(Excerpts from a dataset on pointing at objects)

______________________________

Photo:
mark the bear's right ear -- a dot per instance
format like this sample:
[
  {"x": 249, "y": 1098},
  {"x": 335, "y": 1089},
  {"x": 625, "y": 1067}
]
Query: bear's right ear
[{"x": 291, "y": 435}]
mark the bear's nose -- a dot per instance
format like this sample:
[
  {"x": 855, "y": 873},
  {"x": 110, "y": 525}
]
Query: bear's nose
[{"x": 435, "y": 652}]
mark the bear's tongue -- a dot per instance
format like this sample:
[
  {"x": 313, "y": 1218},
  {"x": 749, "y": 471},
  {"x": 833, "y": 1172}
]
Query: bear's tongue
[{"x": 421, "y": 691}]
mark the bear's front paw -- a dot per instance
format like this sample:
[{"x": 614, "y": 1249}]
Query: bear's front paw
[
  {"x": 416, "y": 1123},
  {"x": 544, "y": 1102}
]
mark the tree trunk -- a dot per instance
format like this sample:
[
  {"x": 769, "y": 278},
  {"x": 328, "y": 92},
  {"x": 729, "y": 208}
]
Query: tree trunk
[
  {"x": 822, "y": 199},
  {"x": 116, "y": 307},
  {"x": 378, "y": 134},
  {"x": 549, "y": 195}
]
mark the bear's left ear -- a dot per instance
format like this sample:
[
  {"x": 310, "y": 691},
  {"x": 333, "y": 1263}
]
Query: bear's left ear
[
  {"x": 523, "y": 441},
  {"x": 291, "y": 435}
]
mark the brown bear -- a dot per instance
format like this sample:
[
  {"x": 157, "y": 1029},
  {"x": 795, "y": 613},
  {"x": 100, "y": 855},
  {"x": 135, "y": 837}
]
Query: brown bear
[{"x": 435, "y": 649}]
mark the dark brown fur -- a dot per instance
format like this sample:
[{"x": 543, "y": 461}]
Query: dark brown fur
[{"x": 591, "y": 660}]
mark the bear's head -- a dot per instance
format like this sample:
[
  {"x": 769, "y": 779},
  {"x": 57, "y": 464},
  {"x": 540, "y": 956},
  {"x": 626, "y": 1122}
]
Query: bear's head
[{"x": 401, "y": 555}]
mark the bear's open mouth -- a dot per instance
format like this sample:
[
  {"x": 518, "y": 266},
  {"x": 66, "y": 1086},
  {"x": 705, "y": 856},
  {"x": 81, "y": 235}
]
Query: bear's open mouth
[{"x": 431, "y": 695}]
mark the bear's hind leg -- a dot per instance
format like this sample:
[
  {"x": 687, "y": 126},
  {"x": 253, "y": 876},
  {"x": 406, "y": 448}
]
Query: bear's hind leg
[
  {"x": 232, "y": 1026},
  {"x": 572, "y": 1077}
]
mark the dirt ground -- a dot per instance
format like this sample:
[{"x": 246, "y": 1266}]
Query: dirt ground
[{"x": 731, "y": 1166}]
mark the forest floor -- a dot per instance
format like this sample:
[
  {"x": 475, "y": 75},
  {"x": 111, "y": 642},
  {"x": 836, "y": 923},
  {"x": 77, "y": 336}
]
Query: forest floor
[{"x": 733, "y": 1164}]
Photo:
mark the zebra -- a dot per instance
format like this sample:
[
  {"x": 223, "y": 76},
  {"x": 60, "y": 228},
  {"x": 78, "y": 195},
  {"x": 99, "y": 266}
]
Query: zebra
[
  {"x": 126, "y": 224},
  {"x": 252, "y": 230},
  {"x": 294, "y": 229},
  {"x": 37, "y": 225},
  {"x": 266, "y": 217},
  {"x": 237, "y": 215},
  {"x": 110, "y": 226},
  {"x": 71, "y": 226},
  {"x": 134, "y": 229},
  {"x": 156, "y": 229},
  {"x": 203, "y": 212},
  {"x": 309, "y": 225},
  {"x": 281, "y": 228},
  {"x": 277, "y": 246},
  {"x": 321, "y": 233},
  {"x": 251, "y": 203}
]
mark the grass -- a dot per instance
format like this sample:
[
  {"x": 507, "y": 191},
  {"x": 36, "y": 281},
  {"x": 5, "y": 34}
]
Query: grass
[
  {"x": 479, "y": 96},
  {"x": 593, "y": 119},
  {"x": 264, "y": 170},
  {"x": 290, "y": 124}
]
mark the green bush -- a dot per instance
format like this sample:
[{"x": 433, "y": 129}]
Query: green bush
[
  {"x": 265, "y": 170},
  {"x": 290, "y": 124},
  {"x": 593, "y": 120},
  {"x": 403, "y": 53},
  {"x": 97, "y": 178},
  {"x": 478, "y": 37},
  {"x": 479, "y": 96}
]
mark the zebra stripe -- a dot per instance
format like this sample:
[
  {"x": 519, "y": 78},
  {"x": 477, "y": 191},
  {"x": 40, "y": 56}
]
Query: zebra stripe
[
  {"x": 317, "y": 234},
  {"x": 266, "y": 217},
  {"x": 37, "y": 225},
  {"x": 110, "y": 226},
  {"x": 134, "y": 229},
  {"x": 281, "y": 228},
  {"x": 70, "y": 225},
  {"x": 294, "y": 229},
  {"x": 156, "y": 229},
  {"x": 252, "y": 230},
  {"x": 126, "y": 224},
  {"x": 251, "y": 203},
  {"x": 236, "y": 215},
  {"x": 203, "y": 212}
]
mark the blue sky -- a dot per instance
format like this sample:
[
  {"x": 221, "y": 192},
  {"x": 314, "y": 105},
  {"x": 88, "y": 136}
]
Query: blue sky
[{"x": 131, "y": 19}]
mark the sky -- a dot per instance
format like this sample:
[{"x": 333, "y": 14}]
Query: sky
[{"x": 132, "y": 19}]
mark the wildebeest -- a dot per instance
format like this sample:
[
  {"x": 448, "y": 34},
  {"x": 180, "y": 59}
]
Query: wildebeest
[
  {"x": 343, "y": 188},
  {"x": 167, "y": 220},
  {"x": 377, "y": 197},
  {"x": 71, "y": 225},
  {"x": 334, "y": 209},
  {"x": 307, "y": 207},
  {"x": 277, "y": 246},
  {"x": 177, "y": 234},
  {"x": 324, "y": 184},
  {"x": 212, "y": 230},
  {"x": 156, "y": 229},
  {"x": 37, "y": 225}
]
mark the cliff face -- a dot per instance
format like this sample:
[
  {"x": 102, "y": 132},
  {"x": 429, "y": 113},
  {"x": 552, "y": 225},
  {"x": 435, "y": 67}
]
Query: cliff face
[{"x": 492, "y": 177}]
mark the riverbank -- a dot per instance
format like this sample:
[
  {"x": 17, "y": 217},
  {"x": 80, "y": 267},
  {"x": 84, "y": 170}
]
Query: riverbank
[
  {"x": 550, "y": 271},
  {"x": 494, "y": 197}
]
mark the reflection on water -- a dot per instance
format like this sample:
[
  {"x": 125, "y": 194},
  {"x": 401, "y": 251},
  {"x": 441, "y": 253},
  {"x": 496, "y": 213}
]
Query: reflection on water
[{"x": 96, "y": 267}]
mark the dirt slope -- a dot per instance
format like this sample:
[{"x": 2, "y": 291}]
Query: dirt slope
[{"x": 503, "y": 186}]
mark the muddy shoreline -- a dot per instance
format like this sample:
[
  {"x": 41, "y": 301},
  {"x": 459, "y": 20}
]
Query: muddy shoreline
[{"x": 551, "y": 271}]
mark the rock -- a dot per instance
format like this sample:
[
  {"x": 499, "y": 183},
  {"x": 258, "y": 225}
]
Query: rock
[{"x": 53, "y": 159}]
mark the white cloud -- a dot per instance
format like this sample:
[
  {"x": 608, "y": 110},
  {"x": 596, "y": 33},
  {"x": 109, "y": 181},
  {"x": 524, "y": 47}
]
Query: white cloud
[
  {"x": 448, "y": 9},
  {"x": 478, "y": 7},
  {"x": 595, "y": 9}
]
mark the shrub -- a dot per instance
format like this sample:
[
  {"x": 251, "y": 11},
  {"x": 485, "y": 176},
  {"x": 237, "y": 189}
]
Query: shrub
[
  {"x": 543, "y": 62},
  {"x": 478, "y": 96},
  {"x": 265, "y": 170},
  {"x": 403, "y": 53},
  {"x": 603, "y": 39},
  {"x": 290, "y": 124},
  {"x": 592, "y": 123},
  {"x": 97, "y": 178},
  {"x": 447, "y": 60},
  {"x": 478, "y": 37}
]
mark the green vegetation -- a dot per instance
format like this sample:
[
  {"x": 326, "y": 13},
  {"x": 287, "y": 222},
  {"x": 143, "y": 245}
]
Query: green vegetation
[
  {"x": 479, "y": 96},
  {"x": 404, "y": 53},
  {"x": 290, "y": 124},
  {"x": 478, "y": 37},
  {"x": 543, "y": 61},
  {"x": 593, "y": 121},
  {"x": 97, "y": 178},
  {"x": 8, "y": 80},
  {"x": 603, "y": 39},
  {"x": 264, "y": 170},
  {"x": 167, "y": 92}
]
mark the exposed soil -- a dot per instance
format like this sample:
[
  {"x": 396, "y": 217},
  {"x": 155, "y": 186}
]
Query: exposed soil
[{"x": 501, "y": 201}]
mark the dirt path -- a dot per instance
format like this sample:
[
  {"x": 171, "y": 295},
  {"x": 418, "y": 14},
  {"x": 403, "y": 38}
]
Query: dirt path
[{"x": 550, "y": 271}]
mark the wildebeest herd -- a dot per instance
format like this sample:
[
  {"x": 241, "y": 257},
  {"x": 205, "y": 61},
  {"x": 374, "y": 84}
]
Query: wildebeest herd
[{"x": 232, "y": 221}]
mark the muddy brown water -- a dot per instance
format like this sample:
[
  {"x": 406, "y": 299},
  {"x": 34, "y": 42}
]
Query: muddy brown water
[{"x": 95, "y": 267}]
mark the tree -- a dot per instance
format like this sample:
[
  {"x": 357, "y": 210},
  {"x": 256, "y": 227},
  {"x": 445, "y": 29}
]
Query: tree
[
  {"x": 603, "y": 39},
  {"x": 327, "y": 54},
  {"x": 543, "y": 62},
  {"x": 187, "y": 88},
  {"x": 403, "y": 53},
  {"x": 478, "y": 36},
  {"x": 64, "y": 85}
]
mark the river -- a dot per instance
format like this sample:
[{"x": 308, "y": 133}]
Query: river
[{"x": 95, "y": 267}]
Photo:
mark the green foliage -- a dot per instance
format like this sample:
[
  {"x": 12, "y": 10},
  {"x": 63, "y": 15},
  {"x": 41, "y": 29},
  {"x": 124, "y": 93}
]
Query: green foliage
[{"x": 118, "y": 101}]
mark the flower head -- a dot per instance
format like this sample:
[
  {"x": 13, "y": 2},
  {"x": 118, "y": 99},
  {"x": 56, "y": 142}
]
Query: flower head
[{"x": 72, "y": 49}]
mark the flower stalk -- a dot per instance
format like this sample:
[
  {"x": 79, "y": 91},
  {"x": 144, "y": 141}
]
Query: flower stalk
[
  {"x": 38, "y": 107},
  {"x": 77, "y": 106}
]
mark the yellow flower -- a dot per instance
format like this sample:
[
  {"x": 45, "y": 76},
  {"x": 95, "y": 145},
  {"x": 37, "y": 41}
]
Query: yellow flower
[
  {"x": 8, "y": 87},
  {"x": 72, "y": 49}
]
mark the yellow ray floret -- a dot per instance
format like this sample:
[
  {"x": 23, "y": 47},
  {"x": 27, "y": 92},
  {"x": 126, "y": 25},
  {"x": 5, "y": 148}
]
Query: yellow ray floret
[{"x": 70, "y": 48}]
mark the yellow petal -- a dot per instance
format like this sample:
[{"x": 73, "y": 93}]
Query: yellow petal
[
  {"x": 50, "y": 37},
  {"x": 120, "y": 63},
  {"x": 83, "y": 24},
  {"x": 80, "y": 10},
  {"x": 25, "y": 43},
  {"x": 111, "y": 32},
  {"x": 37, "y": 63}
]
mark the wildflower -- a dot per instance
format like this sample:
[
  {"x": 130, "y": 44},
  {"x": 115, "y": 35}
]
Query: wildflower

______________________________

Set task ▸ Copy word for word every line from the one containing "mark the yellow petal -- a dot per instance" through the end of the entries, inclusive.

Answer to the exercise ▸
mark the yellow petal -- a dot per instance
format like this sample:
[{"x": 73, "y": 93}]
Query: yellow petal
[
  {"x": 50, "y": 37},
  {"x": 120, "y": 63},
  {"x": 83, "y": 24},
  {"x": 80, "y": 10},
  {"x": 25, "y": 43},
  {"x": 111, "y": 32},
  {"x": 37, "y": 63}
]
mark the wildflower -- a dot per instance
format like this sample:
[
  {"x": 130, "y": 44},
  {"x": 115, "y": 35}
]
Query: wildflower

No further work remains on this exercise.